__WHAT TO WORK ON__:
A - From the life insurance passage, reproduce the text starting with "Life insurance is a contract" and going on through "you pass away.".
B - According to the life insurance passage, what is the specified amount of money that the insurance company pays to your beneficiaries called?
C - List every major life event that the life insurance passage names as a time when people decide to purchase a policy.

__EXCERPTED PASSAGE__:
◇ ◇ ◇ ◇
Life insurance is an important way to provide protection for your family. However, it's often misunderstood, and misconceptions are plentiful—including that it's expensive and difficult to purchase. But once you have a basic understanding of what life insurance is, how it works and the two main types of life insurance, you’ll be on your way to providing protection and financial security for your family.
What is life insurance?
Life insurance is a contract between you and an insurance company where you make a monthly or annual payment—the premium—and the insurance company pays a specified amount of money—the death benefit—to your beneficiaries when you pass away.
If you have people who depend on your income, like underage children, a spouse or elderly parents, then life insurance is imperative. You should also consider life insurance if someone would incur additional costs if you pass away (like childcare for example). The money obtained from a policy can help your family pay their regular monthly bills, your children’s future college tuition or for your funeral expenses and outstanding medical bills. In some cases, people decide to purchase a policy when a major life event takes place—like getting married, buying a home, starting a business or having a baby—but life insurance can be purchased at any time.
◇ ◇ ◇ ◇
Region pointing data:
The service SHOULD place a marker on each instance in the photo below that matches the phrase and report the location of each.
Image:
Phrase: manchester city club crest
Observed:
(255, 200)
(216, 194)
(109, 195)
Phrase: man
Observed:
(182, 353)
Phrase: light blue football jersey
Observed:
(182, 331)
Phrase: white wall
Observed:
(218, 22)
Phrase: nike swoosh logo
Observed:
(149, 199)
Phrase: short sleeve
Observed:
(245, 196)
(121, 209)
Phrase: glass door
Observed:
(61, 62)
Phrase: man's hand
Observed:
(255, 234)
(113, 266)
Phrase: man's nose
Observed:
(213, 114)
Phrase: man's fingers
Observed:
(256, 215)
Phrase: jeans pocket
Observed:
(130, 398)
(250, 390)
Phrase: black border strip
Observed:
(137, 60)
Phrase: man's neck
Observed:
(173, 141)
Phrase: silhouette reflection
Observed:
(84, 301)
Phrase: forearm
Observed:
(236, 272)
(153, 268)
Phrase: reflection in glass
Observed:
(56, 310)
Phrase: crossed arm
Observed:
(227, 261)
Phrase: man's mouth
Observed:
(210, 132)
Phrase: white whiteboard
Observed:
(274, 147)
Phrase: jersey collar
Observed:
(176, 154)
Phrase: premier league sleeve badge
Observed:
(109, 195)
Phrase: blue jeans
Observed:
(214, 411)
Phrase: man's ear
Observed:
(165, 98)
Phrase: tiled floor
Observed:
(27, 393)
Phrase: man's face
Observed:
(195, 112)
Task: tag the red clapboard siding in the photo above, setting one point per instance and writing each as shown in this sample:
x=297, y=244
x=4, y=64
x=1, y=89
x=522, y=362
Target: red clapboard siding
◇ ◇ ◇ ◇
__ANSWERS BY TASK__:
A -
Life insurance is a contract between you and an insurance company where you make a monthly or annual payment—the premium—and the insurance company pays a specified amount of money—the death benefit—to your beneficiaries when you pass away.

B - The death benefit.

C -
Getting married
Buying a home
Starting a business
Having a baby